Which lines in the entries below contain the string "baseboard"? Show each of them in full.
################
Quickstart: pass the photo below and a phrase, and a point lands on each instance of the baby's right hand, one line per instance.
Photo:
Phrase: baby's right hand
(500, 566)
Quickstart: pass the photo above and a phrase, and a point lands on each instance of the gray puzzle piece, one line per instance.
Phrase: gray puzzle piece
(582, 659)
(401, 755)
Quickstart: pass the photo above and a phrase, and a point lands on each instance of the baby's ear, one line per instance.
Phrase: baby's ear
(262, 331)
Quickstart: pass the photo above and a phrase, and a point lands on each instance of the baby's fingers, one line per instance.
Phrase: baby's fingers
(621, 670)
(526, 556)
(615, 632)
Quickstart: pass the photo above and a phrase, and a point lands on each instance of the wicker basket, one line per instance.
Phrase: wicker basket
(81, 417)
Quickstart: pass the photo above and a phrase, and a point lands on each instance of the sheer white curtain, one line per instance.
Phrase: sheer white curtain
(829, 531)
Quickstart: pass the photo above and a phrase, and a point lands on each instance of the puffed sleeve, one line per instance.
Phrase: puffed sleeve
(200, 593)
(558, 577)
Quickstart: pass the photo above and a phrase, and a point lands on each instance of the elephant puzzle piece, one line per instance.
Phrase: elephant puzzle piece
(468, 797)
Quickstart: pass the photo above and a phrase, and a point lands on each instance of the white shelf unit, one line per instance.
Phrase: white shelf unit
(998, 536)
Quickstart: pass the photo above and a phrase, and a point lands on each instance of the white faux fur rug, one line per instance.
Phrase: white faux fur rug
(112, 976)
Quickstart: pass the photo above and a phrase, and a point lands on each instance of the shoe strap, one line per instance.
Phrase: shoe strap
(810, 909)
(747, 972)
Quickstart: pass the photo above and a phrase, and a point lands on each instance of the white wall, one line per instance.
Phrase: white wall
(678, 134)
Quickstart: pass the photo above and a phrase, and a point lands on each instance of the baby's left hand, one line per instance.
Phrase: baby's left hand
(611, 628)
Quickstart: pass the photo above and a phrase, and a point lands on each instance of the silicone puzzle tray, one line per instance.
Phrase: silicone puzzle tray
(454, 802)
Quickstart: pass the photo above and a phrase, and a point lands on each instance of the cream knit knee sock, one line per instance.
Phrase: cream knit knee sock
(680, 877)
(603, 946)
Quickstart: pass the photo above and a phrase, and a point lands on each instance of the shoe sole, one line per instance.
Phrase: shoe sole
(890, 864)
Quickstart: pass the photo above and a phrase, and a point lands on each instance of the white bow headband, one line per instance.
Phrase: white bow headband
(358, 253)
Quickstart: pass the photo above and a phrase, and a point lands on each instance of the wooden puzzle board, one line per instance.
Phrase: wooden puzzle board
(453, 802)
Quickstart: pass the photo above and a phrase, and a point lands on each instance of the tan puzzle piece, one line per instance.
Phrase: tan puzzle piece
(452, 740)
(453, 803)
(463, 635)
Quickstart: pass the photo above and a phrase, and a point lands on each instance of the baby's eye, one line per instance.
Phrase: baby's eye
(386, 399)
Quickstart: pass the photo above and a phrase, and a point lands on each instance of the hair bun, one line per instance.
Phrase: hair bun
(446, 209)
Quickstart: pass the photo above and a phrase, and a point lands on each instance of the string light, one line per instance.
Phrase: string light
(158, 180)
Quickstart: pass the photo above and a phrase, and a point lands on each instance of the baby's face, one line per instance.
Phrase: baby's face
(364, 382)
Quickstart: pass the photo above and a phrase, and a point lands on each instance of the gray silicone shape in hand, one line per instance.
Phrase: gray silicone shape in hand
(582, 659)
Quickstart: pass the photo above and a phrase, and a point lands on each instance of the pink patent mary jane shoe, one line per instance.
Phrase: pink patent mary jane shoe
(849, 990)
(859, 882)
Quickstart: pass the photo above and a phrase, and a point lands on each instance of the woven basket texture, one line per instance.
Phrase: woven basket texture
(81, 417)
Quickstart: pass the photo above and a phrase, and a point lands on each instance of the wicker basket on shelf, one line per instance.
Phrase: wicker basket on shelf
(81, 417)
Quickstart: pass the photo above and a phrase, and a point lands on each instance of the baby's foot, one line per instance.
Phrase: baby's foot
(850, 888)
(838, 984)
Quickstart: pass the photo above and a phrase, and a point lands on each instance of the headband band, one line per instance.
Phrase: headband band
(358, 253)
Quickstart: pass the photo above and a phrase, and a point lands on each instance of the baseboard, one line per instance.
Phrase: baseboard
################
- [Result]:
Quickstart: pass the photo above and a phrase, and a point lands on each instance of the baseboard, one line per instance.
Phrase: baseboard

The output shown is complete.